What you need to do: Reproduce the rows below verbatim, beginning with the line that contains "the water surface" and continuing through the line that contains "(1234, 166)", both included. Output nothing else.

Exercise input:
——————————

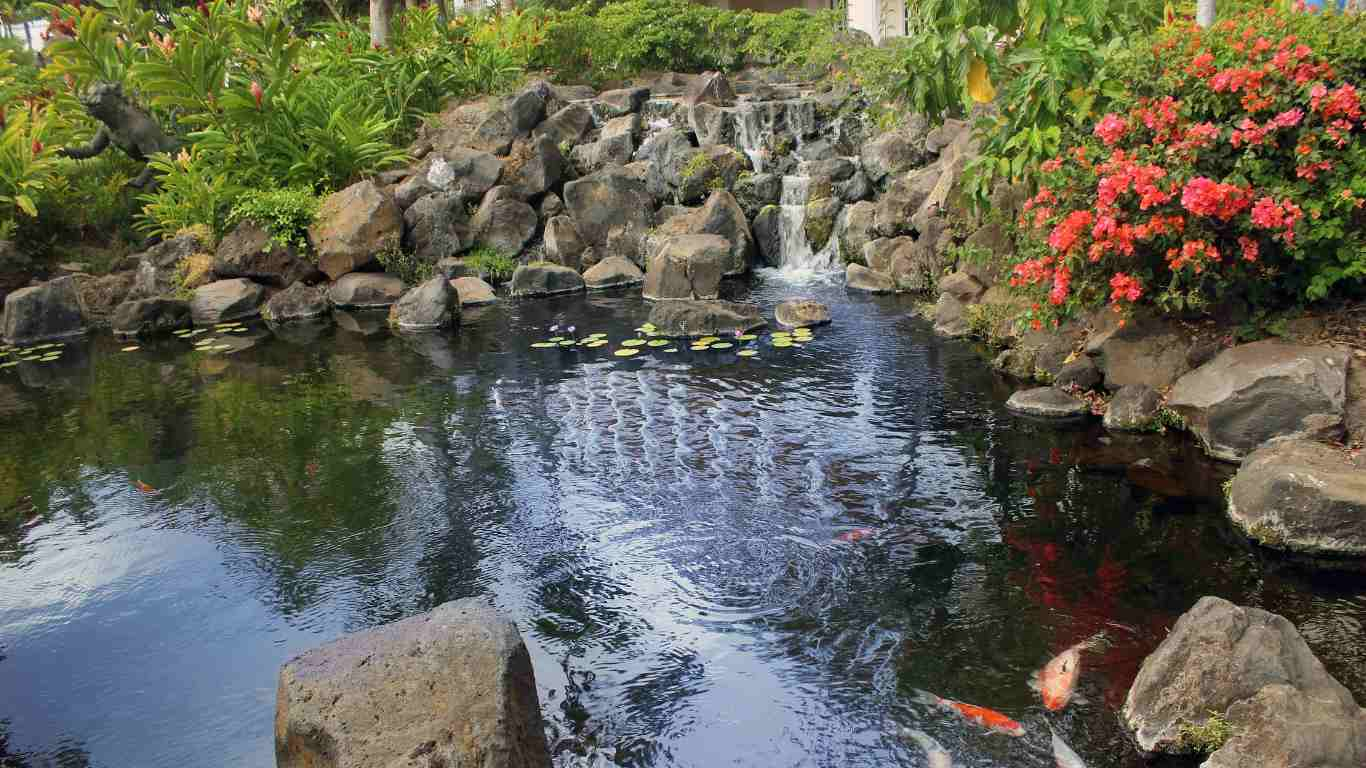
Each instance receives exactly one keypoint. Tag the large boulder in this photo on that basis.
(694, 319)
(503, 222)
(1047, 402)
(612, 272)
(1251, 670)
(1254, 392)
(353, 227)
(611, 211)
(687, 267)
(1144, 349)
(448, 688)
(224, 301)
(545, 279)
(297, 302)
(801, 313)
(49, 310)
(149, 317)
(249, 252)
(430, 306)
(366, 290)
(862, 279)
(1305, 498)
(157, 265)
(437, 227)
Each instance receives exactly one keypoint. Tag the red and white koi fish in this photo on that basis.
(935, 752)
(1057, 679)
(1063, 755)
(989, 719)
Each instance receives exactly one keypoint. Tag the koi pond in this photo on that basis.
(715, 559)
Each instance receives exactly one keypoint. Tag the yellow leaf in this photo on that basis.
(978, 84)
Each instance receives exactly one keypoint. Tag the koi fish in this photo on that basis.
(989, 719)
(855, 535)
(1063, 755)
(1056, 681)
(935, 752)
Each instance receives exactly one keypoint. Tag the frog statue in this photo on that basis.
(124, 125)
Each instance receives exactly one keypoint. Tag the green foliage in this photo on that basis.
(1208, 737)
(486, 260)
(284, 212)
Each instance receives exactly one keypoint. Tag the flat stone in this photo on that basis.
(1254, 392)
(366, 290)
(614, 272)
(1047, 402)
(224, 301)
(1251, 668)
(1302, 496)
(448, 688)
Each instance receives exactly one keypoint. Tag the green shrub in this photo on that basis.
(286, 213)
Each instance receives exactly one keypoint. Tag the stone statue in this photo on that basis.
(124, 125)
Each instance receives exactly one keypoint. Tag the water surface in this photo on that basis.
(670, 533)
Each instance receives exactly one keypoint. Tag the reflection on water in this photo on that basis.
(667, 533)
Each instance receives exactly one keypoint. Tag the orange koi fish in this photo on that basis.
(1057, 679)
(989, 719)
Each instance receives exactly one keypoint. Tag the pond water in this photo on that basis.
(715, 560)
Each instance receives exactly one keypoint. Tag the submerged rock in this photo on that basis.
(1253, 670)
(224, 301)
(1305, 498)
(448, 688)
(693, 319)
(1047, 402)
(1254, 392)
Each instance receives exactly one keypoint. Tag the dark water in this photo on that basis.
(664, 530)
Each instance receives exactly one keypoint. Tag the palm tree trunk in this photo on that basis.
(1205, 12)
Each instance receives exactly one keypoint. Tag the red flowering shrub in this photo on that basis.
(1234, 166)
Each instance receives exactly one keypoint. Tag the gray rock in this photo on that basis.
(567, 126)
(694, 319)
(801, 313)
(365, 290)
(1047, 402)
(503, 222)
(150, 317)
(1305, 498)
(249, 252)
(1254, 392)
(863, 279)
(448, 688)
(353, 226)
(609, 208)
(614, 272)
(48, 310)
(157, 265)
(904, 196)
(1133, 409)
(224, 301)
(297, 302)
(473, 291)
(437, 227)
(1253, 670)
(545, 279)
(1145, 350)
(687, 267)
(430, 306)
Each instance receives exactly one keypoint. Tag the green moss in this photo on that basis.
(1208, 737)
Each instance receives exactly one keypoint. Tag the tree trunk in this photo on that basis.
(1205, 12)
(379, 23)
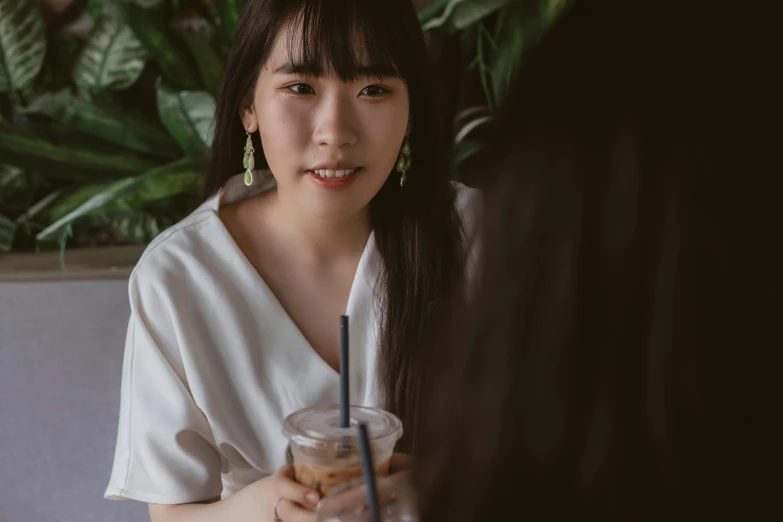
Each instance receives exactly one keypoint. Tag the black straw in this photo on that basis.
(369, 474)
(345, 396)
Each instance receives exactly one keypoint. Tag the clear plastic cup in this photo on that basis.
(326, 455)
(348, 501)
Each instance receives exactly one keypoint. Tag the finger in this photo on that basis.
(286, 487)
(346, 501)
(291, 512)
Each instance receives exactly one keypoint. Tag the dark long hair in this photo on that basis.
(622, 357)
(417, 229)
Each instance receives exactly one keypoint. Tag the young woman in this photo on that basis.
(235, 310)
(622, 359)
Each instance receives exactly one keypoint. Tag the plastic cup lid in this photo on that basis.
(321, 425)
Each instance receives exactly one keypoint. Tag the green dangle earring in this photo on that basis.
(249, 161)
(404, 161)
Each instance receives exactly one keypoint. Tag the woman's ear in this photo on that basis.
(249, 120)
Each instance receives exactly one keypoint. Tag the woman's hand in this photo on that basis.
(295, 502)
(253, 503)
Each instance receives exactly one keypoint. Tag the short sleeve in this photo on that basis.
(165, 452)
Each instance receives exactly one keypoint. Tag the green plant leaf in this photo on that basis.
(7, 233)
(38, 210)
(459, 14)
(112, 58)
(189, 117)
(470, 126)
(161, 183)
(197, 34)
(95, 7)
(152, 29)
(149, 4)
(510, 34)
(106, 123)
(465, 150)
(22, 43)
(225, 14)
(24, 149)
(432, 11)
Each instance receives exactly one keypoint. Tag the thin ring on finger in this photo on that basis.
(277, 517)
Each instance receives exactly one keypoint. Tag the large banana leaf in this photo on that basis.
(197, 35)
(459, 14)
(180, 177)
(149, 4)
(7, 233)
(26, 150)
(112, 58)
(189, 117)
(106, 123)
(151, 28)
(225, 14)
(520, 26)
(22, 43)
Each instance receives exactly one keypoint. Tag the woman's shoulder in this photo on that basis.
(469, 204)
(175, 249)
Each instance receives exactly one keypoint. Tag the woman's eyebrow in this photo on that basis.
(377, 71)
(373, 71)
(299, 68)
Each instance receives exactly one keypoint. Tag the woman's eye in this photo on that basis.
(373, 90)
(301, 88)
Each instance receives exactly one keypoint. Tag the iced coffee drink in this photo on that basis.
(326, 455)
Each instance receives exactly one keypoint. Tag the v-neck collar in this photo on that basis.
(360, 297)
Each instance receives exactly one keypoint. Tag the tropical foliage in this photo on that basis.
(106, 117)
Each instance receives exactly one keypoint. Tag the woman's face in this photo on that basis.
(330, 145)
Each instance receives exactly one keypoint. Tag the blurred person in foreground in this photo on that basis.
(621, 359)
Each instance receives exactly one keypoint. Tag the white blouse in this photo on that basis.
(213, 363)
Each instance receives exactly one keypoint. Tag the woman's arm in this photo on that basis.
(254, 503)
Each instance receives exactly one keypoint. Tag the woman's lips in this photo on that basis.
(333, 178)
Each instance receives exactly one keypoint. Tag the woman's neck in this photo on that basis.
(319, 241)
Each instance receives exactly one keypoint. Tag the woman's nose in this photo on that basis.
(335, 124)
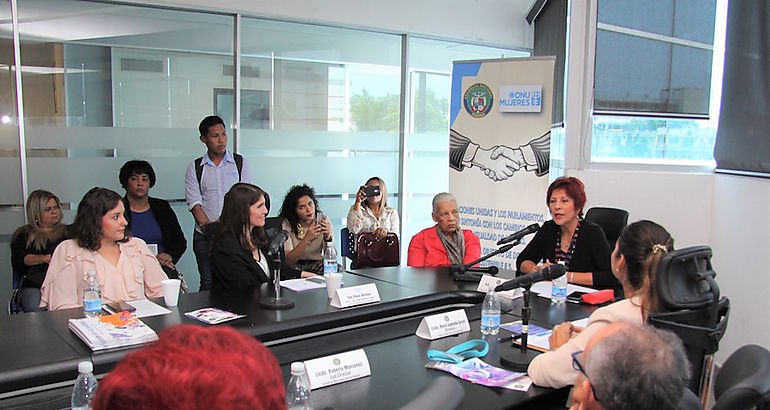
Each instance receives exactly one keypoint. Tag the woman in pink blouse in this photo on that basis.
(125, 268)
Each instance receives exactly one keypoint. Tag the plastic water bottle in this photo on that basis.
(92, 296)
(85, 387)
(330, 259)
(559, 288)
(490, 314)
(298, 391)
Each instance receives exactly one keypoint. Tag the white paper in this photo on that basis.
(337, 368)
(443, 324)
(356, 295)
(544, 289)
(489, 282)
(302, 285)
(145, 308)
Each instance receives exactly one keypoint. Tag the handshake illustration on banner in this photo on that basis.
(500, 162)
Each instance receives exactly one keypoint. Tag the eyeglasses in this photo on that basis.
(579, 367)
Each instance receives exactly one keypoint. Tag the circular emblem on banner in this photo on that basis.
(478, 100)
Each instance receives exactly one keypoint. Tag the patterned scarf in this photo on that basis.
(455, 248)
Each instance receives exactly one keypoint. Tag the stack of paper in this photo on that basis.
(106, 332)
(213, 315)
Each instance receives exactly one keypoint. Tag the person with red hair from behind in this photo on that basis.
(192, 367)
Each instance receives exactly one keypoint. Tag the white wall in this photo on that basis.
(728, 213)
(495, 22)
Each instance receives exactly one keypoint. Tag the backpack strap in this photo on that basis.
(199, 172)
(199, 168)
(238, 164)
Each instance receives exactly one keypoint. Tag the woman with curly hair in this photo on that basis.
(309, 229)
(125, 268)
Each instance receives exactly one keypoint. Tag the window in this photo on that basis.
(657, 87)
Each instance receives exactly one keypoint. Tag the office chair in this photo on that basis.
(347, 248)
(691, 308)
(743, 382)
(612, 221)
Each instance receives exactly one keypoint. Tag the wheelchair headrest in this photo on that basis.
(685, 279)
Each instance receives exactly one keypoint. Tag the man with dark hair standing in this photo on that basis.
(626, 366)
(207, 180)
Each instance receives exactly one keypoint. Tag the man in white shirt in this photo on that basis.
(207, 180)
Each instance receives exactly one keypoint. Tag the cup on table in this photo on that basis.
(333, 281)
(171, 291)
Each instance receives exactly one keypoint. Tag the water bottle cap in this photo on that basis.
(297, 368)
(85, 367)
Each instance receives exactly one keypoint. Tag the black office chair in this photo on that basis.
(743, 382)
(612, 221)
(692, 308)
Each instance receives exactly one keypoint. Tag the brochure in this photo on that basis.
(477, 371)
(108, 331)
(213, 315)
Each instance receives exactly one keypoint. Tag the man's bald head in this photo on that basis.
(632, 367)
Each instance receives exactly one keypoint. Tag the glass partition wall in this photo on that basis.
(104, 83)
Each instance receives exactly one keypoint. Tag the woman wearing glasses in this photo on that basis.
(634, 262)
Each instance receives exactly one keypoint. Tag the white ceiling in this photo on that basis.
(492, 22)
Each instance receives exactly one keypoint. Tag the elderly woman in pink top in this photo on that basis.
(125, 268)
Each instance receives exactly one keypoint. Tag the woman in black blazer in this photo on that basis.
(238, 255)
(151, 219)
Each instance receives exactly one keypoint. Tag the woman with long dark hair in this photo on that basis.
(125, 268)
(309, 229)
(635, 263)
(238, 253)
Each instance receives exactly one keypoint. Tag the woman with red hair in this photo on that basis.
(193, 367)
(569, 238)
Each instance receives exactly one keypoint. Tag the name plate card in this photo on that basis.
(355, 295)
(337, 368)
(489, 282)
(443, 324)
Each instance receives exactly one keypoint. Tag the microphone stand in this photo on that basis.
(461, 274)
(276, 302)
(519, 359)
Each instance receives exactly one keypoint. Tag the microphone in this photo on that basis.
(516, 236)
(277, 241)
(492, 270)
(548, 273)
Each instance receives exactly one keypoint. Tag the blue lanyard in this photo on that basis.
(467, 350)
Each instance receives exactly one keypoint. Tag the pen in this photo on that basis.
(508, 338)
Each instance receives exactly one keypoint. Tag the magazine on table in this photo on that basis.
(213, 315)
(109, 331)
(477, 371)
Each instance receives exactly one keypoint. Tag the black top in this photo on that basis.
(592, 252)
(34, 275)
(174, 242)
(233, 267)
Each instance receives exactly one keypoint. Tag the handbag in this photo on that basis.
(373, 252)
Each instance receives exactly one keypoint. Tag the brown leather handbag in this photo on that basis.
(373, 252)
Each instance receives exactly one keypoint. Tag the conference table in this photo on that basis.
(39, 354)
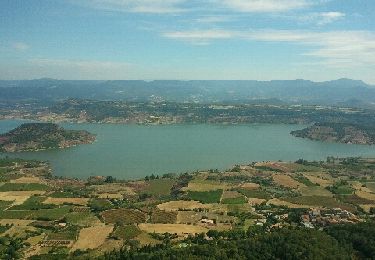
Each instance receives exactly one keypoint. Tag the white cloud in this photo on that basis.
(321, 18)
(80, 69)
(335, 48)
(199, 37)
(20, 46)
(264, 5)
(137, 6)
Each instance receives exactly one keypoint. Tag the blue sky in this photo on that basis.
(187, 39)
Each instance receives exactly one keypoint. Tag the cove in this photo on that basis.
(134, 151)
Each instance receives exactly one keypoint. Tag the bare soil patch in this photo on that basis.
(92, 237)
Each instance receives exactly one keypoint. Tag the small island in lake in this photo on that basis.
(42, 136)
(339, 133)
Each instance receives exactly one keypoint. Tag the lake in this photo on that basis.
(134, 151)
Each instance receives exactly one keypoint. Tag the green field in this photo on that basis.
(68, 233)
(160, 216)
(371, 186)
(302, 179)
(159, 187)
(123, 216)
(206, 196)
(259, 194)
(98, 205)
(126, 232)
(319, 201)
(238, 200)
(33, 203)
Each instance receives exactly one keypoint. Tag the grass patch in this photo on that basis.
(319, 201)
(161, 216)
(80, 218)
(238, 200)
(259, 194)
(23, 187)
(69, 233)
(126, 232)
(159, 187)
(123, 216)
(371, 186)
(33, 203)
(99, 205)
(4, 204)
(341, 189)
(15, 214)
(4, 228)
(354, 199)
(62, 194)
(302, 179)
(50, 214)
(206, 197)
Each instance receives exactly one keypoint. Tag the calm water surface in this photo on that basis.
(133, 151)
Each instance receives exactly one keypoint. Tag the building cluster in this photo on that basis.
(324, 217)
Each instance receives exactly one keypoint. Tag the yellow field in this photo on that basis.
(92, 237)
(365, 195)
(278, 202)
(250, 186)
(320, 179)
(359, 186)
(110, 196)
(255, 201)
(179, 229)
(206, 186)
(182, 204)
(315, 191)
(15, 222)
(286, 181)
(367, 207)
(145, 239)
(19, 231)
(28, 179)
(230, 194)
(60, 201)
(18, 197)
(114, 188)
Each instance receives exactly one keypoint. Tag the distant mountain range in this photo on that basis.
(344, 92)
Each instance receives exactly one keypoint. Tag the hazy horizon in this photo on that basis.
(180, 39)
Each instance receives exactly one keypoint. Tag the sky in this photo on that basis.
(317, 40)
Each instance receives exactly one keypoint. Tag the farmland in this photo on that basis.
(62, 216)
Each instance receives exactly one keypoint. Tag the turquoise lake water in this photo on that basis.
(133, 151)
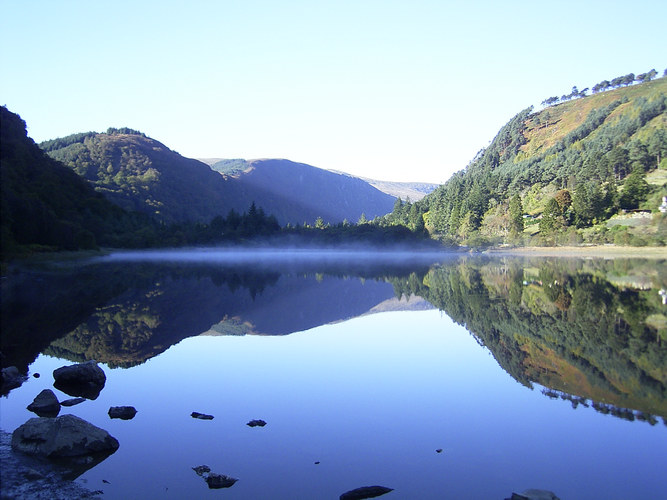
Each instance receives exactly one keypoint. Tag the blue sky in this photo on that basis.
(393, 90)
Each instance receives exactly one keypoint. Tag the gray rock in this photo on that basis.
(72, 402)
(122, 412)
(11, 379)
(65, 436)
(365, 492)
(216, 481)
(201, 416)
(45, 404)
(533, 494)
(84, 379)
(201, 469)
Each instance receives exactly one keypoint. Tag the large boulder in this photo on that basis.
(45, 404)
(83, 379)
(534, 494)
(365, 492)
(62, 437)
(122, 412)
(11, 379)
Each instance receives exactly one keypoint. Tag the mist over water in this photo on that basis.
(528, 372)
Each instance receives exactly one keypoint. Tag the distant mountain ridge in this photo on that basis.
(297, 192)
(139, 173)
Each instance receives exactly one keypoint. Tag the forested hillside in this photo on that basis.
(46, 205)
(142, 174)
(560, 174)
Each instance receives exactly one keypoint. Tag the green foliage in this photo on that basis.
(635, 189)
(537, 154)
(47, 206)
(516, 215)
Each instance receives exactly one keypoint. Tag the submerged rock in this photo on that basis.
(11, 379)
(365, 492)
(201, 416)
(72, 402)
(62, 437)
(533, 494)
(122, 412)
(83, 379)
(216, 481)
(256, 423)
(45, 404)
(201, 469)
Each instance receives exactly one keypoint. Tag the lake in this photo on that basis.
(440, 376)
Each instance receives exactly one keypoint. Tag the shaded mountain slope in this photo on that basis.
(297, 192)
(45, 203)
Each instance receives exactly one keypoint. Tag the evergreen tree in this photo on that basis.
(635, 189)
(516, 215)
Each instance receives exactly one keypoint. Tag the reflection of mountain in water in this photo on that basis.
(564, 326)
(146, 308)
(584, 330)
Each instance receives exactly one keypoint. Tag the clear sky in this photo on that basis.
(394, 90)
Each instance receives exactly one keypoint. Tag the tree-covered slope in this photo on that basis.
(298, 193)
(139, 173)
(46, 204)
(574, 164)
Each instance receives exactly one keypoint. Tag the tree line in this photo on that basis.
(619, 81)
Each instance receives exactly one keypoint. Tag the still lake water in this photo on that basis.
(525, 373)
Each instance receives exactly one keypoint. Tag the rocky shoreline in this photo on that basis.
(602, 251)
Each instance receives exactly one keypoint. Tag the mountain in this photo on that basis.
(549, 175)
(413, 191)
(139, 173)
(297, 192)
(45, 204)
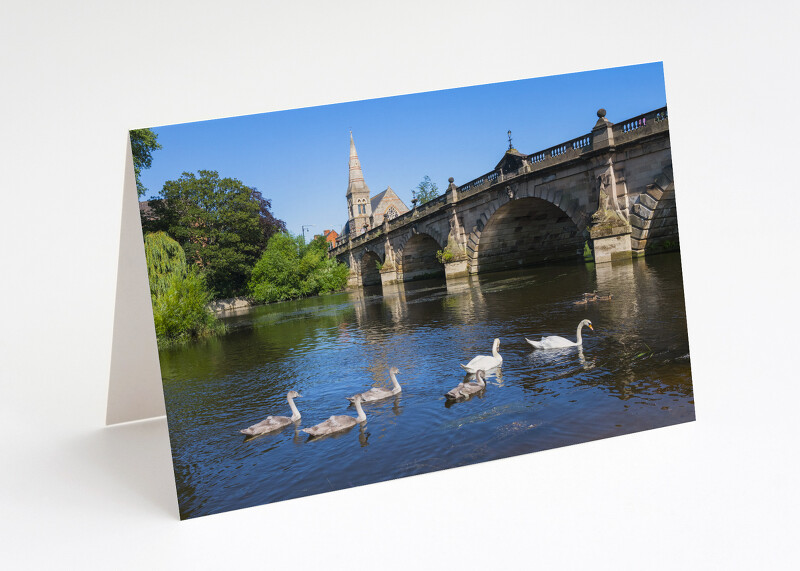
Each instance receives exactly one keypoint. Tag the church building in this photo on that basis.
(365, 211)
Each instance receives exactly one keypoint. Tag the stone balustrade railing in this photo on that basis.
(640, 121)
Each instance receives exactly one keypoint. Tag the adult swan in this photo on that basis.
(485, 362)
(556, 342)
(273, 423)
(338, 423)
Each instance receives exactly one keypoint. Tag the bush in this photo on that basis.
(290, 269)
(178, 292)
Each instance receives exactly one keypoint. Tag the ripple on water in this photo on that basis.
(632, 373)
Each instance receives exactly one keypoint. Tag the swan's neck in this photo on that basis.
(361, 416)
(295, 412)
(395, 384)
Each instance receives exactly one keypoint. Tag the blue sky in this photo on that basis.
(298, 158)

——————————

Answer below:
Each instance receives exactly one keypoint. Tag the water surface in this photo on that basis.
(670, 533)
Each instance receives exactly one keypoint. Tag the reflection on water in this photo on that basis.
(667, 533)
Each instance receives exactly one keypoint. Tag the orange koi fish in this photo on that basis.
(1057, 679)
(989, 719)
Each instance receives exactly one keypoint. Tag the pond water in this photo on that basis.
(715, 560)
Each instance receives exactly one keypoint. Tag the submerged rock in this photo on that basis.
(1253, 670)
(224, 301)
(1305, 498)
(448, 688)
(693, 319)
(1047, 402)
(1254, 392)
Each instance receives exactly one keypoint. Tag the dark water in this photo on that basis.
(664, 530)
Each instance receives exactly one keypoint. Tag the palm tree trunk in this photo on that basis.
(1205, 12)
Each instance receives exactly one keypoint. Tag the red flowering shrub in this photo on that basis.
(1234, 166)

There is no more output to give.